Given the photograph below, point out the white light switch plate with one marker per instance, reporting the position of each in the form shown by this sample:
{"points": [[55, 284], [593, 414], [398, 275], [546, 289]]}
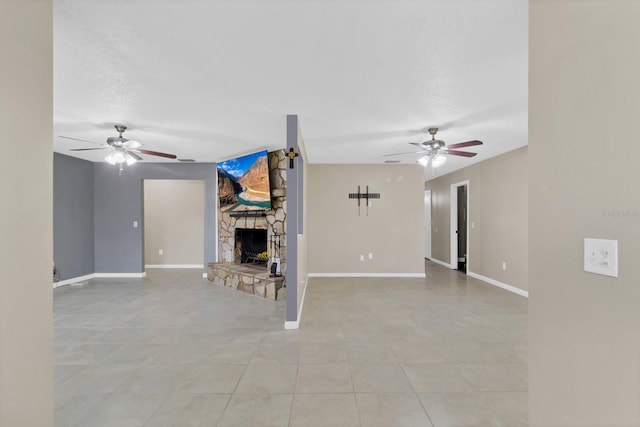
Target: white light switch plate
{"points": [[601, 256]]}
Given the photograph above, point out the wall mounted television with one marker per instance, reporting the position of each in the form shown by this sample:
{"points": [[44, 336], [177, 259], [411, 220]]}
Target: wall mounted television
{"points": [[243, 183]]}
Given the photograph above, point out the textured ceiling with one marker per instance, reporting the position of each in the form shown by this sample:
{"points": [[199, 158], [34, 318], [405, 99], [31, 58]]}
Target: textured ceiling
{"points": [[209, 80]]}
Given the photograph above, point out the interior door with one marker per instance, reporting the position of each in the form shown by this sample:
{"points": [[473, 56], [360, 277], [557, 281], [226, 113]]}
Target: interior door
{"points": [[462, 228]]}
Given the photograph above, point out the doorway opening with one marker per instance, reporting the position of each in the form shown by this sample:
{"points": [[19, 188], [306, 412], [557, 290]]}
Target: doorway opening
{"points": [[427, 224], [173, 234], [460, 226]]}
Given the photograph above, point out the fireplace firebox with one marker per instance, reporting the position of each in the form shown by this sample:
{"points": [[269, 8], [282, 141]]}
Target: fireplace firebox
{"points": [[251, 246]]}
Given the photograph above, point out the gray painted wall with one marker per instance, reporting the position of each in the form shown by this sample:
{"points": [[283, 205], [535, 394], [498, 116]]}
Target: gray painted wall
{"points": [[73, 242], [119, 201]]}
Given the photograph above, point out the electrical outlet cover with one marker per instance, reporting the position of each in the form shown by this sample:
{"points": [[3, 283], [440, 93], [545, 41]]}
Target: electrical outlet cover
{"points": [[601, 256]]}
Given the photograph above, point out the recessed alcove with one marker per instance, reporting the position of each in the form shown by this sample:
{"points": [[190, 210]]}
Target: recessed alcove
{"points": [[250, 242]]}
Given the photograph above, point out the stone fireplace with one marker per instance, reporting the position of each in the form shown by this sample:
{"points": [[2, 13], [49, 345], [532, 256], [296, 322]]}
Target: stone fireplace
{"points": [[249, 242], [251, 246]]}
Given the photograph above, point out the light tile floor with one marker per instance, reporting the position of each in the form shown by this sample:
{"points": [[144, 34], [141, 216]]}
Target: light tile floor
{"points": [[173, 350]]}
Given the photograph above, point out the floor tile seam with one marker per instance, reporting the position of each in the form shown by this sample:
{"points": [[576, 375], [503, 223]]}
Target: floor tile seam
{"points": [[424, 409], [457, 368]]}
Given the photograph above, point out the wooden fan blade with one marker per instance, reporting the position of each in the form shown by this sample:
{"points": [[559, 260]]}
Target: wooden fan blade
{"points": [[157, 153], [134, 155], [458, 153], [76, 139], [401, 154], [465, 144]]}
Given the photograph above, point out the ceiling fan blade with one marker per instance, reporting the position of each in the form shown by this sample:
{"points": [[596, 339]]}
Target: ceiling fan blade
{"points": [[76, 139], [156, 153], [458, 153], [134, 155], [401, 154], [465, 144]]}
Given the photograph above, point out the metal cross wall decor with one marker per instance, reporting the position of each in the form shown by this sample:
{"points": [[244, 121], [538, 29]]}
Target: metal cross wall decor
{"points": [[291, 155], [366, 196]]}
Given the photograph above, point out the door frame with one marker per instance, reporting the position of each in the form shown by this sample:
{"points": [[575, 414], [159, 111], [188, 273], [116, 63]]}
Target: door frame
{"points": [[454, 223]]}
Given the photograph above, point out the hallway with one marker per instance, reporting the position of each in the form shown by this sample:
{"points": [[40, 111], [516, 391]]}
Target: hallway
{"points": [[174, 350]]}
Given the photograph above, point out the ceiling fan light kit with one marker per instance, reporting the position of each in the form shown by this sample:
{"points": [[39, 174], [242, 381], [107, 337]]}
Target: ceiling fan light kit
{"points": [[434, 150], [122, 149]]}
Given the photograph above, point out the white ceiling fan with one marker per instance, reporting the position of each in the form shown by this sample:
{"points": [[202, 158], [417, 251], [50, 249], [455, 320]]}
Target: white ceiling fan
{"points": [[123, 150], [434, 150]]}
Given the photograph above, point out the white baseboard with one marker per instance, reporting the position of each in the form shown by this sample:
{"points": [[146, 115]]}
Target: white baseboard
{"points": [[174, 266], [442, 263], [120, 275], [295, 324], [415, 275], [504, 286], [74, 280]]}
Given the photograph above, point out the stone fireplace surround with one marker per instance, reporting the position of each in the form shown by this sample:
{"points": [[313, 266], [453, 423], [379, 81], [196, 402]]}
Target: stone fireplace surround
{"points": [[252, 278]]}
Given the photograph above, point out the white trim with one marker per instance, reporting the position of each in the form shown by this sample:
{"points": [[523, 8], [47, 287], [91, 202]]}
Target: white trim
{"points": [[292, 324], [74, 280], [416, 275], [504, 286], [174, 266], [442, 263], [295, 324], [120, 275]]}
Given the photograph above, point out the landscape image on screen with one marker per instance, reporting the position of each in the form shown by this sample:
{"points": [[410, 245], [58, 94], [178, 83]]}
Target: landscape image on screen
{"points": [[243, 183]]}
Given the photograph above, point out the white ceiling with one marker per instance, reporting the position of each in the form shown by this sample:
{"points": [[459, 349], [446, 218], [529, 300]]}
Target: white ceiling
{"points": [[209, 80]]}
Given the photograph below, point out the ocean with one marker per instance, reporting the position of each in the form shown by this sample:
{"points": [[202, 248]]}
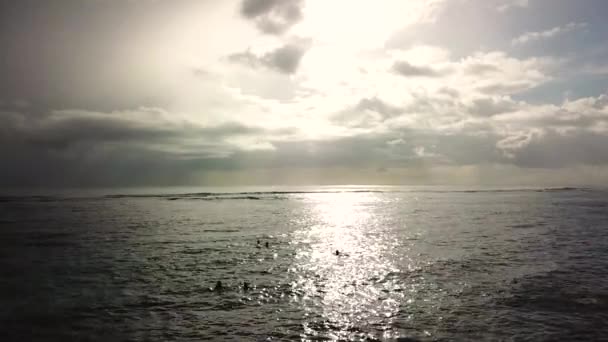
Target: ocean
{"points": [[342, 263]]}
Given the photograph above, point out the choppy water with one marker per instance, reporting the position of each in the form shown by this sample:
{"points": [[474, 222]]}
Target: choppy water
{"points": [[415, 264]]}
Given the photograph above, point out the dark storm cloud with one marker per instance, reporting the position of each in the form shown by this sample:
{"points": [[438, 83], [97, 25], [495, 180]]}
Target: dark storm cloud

» Work instructions
Could you repeat all of the material above word for word, leaving out the pictures?

» Response below
Given the photograph below, point out the white light switch plate with one marker per instance, reporting the position of each in the form shown by this sample:
{"points": [[55, 284], [593, 414], [398, 275], [546, 289]]}
Target: white light switch plate
{"points": [[601, 256]]}
Given the photograph above, point out the wall mounted television with one marker per instance, reporting the position of each in the form shown by this sample:
{"points": [[44, 336], [177, 259], [411, 220]]}
Target: wall mounted television
{"points": [[243, 183]]}
Given the photograph above, point out the textured ceiling with one marker per instance, reporting the position of each in the form shown by this sample:
{"points": [[199, 158], [34, 318], [405, 99], [31, 58]]}
Target: textured ceiling
{"points": [[209, 80]]}
Given the photograph above, point out the interior door with one marker per instance, reporting the position of each in the form shown by this sample:
{"points": [[473, 56], [360, 277], [557, 281], [226, 113]]}
Target: interior door
{"points": [[462, 228]]}
Given the photograph above, point out the doorway opening with one marker per instance, reporting the position of each in the form shown by this sample:
{"points": [[19, 188], [306, 412], [557, 290]]}
Target: doorway opening
{"points": [[427, 224], [173, 234], [460, 226]]}
Given the photograph above, point out the fireplace firebox with one marker per instance, reporting the position of each in the form shown by this sample:
{"points": [[269, 8], [282, 141]]}
Target: fireplace firebox
{"points": [[251, 246]]}
Given the photograph above, point out the gray painted wall with one marker per instance, reporting the position of each in the form shown by this sample:
{"points": [[283, 205], [535, 394], [498, 116]]}
Target: gray painted wall
{"points": [[73, 242], [119, 201]]}
Given the photograph above, point out the electrical outlet cover with one marker per instance, reporting the position of each in the form shown by this sample:
{"points": [[3, 283], [440, 93], [545, 41]]}
Target: electrical outlet cover
{"points": [[601, 256]]}
Given the photograph above, point out the recessed alcove with one marker per instance, reporting the position of each in the form shown by this sample:
{"points": [[190, 210]]}
Target: recessed alcove
{"points": [[250, 242]]}
Given the photograph above, point out the stone fireplace with one marker per instance, reporting the position of each in the form shown by this sample:
{"points": [[2, 13], [49, 345], [532, 256], [296, 322]]}
Target: stone fireplace
{"points": [[249, 242], [251, 246]]}
Given the photograph above, point out the light tile floor with one marker per instance, reporting the position of each in the form shown by this sample:
{"points": [[144, 34], [141, 216]]}
Target: light tile floor
{"points": [[173, 350]]}
Given the photograph above, point out the floor tile seam with one marker per instance, reporting the position of each in the form shown by this sample:
{"points": [[576, 375], [503, 223]]}
Target: floor tile seam
{"points": [[424, 409], [457, 368]]}
Given the photograph above, point out the wooden fan blade with one marker per instance, reporting the position of each in the form shown by this sample:
{"points": [[559, 260]]}
Target: wooden fan blade
{"points": [[157, 153], [134, 155], [458, 153], [76, 139], [401, 154], [465, 144]]}
Given the photograph above, point out the ceiling fan blade with one marker per instance, reporting the position of each in the form shown by this sample:
{"points": [[596, 339]]}
Target: ceiling fan blade
{"points": [[76, 139], [156, 153], [458, 153], [134, 155], [401, 154], [465, 144]]}
Given the photograph above, point out the metal cross wall decor with one marker per instance, reporting the position of each in the form shown by this sample:
{"points": [[244, 121], [538, 29]]}
Target: metal cross wall decor
{"points": [[291, 155], [366, 196]]}
Given the photograph above, point out the door frame with one marker per instance, reporting the position of each in the form shown by this sample:
{"points": [[575, 414], [159, 111], [188, 273], [116, 63]]}
Target: door frame
{"points": [[454, 223]]}
Given the photograph above, point out the hallway with one marker per instance, reporting the position of each in the form shown by this sample:
{"points": [[40, 111], [516, 391]]}
Target: hallway
{"points": [[174, 350]]}
Given the photograph above, point out the ceiling fan light kit with one marker per instance, reporting the position of each in the form shown by this sample:
{"points": [[39, 174], [242, 381], [107, 337]]}
Target: ceiling fan light kit
{"points": [[434, 150], [122, 149]]}
Given the photograph above, point out the white ceiling fan with one marker per instance, reporting the position of each in the form shown by this sample:
{"points": [[202, 158], [417, 251], [50, 249], [455, 320]]}
Target: white ceiling fan
{"points": [[123, 150], [434, 150]]}
Given the photograph above, point out the white baseboard with one marker per instance, reporting the position of each in the form shown by this sample:
{"points": [[146, 115]]}
Target: white baseboard
{"points": [[174, 266], [442, 263], [120, 275], [295, 324], [415, 275], [504, 286], [74, 280]]}
Given the photograph above, point out the stone fireplace surround with one marker per instance, reporting the position of each in the form shown by this sample:
{"points": [[313, 266], [453, 423], [379, 81], [196, 402]]}
Target: stone fireplace surround
{"points": [[252, 278]]}
Given the photograph above, point out the white trim with one marker per instance, reporting the position of each in the form shown by this sample:
{"points": [[523, 8], [47, 287], [91, 202]]}
Target: white trim
{"points": [[292, 324], [74, 280], [416, 275], [504, 286], [174, 266], [442, 263], [295, 324], [120, 275]]}
Given the photograph above, point out the landscape image on screen with one marker per instance, reporting the position of each in the form shown by this sample:
{"points": [[410, 245], [58, 94], [178, 83]]}
Target: landscape image on screen
{"points": [[243, 183]]}
Given the photograph above, point out the white ceiling with one marker per instance, reporting the position of each in the form shown by this sample:
{"points": [[459, 349], [446, 218], [529, 300]]}
Target: white ceiling
{"points": [[209, 80]]}
Given the photograph below, point out the ocean with one marker per instance, reporting the position of each in the form shown by this sample:
{"points": [[202, 248]]}
Target: ocean
{"points": [[342, 263]]}
Given the photograph above, point out the choppy water with one marker per instance, reporting the position of each in the form shown by this sample:
{"points": [[474, 222]]}
Target: choppy water
{"points": [[415, 264]]}
Given the photograph above, point out the dark storm cloud with one marker per instance, reporting the position of each in the form shown by this sample:
{"points": [[438, 83], [97, 25], [495, 180]]}
Target: dark storm cloud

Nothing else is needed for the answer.